(EXERCISE DESCRIPTION) Extend the forum thread below on unique districts, buildings, and tile improvements in Civ VI, continuing after its last post.

(TEXT PASSAGE)
____
They are divided as a type of unique district (Hansa), bulding (Tlachtli) or tile improvement (Sphinx).
I was wondering which category do you prefer or think are more valuable.

I think that each of them have and advantage and disadvantaged, like districts and building being cheaper in production but also limited to 1 per city, on the other hand tile improvements have a very high cost on production (builders) and space but you can place a lot more.


P.S: I would really like to know too what are the "city state tile improvements" that you prefer (Like the moai or the alcázar) and the one that you like the less.
 
I prefer Unique Districts. In terms of the most powerful, I think in general Districts are too.
Unique Buildings cost the same as usual, and their bonuses are not as game changing for them to really shine despite costing the same. They also require the district meaning they come online later.
Unique Improvements, as you mentioned, cost a lot (builder charges and space), and oftentimes must also be worked for you to reap their benefits, and thus you're sacrificing working your citizens elsewhere, especially when the city hasn't grown its population yet.

In the end, there will be instances where any one type is better than another. But if we are talking generally, then Districts. Personally, they give me the biggest satisfaction because of being visual (I use the Unique District Icons mod as well) and conferring the most noticeable effects immediately
 
I stop for unique improvements. That should be on my rear bumper. Granada is my favorite cs.

If a ud looks cool, that's great.

I think every civ should get a ui.

edit: i just sov'd caguala sp* in my first babylon game (babylon is designed for cs ui), and you can't build that ui on hills. I sulked for a bit.
 
Unique improvements are by far my favs. I just like to make the map looks more like my own. Seeing all the chateaux as France is very enjoyable to me, for example. City-state unique UI were some of the best additions to Civ VI imo, all the way back to the Colossal Heads.
 
Tile improvements are the most fun by far imo.
____
(Some records)
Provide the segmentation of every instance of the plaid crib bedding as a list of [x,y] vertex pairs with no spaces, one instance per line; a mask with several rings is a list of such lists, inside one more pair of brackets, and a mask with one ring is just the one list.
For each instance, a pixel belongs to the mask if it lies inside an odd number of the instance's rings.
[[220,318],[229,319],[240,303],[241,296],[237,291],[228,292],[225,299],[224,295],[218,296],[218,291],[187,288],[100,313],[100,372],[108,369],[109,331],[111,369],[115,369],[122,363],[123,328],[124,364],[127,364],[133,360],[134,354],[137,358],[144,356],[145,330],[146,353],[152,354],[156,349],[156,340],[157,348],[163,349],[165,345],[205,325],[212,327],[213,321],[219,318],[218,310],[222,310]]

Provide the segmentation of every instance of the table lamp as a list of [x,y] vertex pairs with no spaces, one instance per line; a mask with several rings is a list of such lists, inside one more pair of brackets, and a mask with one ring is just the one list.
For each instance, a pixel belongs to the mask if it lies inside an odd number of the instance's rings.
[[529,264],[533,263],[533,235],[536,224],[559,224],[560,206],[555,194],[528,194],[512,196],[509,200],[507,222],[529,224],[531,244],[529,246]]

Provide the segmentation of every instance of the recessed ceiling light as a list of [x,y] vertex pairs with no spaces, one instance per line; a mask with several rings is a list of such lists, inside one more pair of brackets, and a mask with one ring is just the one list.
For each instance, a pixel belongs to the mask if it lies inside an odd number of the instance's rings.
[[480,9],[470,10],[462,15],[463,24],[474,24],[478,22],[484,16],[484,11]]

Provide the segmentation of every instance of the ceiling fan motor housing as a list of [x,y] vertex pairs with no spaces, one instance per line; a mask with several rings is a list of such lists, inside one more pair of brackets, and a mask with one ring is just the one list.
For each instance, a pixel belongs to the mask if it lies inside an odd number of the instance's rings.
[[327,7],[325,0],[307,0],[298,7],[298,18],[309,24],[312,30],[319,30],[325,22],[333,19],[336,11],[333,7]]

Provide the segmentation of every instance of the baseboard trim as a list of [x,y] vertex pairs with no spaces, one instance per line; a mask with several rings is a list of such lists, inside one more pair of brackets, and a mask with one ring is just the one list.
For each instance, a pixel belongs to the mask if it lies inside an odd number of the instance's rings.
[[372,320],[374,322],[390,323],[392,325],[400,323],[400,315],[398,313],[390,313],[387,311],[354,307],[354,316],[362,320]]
____
(WRITTEN RESPONSE)
I think districts are the most powerful however, simply by being half price

Yep. To me, the biggest imbalance are the UB. UI take one builder charge and suddenly you have a crazy hockey arena. Even the tile improvements that aren't as good (chateau, for example) or that take some effort to get right (great wall) it's still just builder charges to get them, so are so cheap. I do like the extra strategy in the ones that have some big placement bonuses - was playing a Cree game recently and plotting your Mekewaps is certainly nice.

UD being half price makes them super easy to spam. It changes the balance when you can always place them cheaply in cities, and being half price, most of the time you can almost fully chop it out with a single builder charge.

But UB being the regular cost just makes me so much less excited for them. Sure, something like the Madrasa is a building that I would build normally anyways, so great. But something like the Tlachtli is just not enough to justify spamming entertainment districts, so simply ends up being a nice to have bonus but not something that I will really change my strategy for. The new Babylonian one is slightly different in that it replaces a city center building, so has less upfront cost, so at the very least it means I'm going to try to settle more rivers with them than I would otherwise.

As for the city-state improvements, Nazca Lines are my favorite since they can turn completely useless tiles into completely useful ones. Moai are fun if you have a nice setup for them, and Cahokia mounds are another great choice just because they give a good variety of yields (amenity+housing+gold+food in the right spot). My last game I had some nice Bateys, getting up to +5 or +7 on a decent number of tiles, but they're more hit and miss, since in that Cree game, for example, the best Mekewap sites are also the best Batey sites, so despite being suzerain the only ones I've placed are more or less just fillers until a district will go on top of them.
 
Yep. To me, the biggest imbalance are the UB. UI take one builder charge and suddenly you have a crazy hockey arena. Even the tile improvements that aren't as good (chateau, for example) or that take some effort to get right (great wall) it's still just builder charges to get them, so are so cheap. I do like the extra strategy in the ones that have some big placement bonuses - was playing a Cree game recently and plotting your Mekewaps is certainly nice.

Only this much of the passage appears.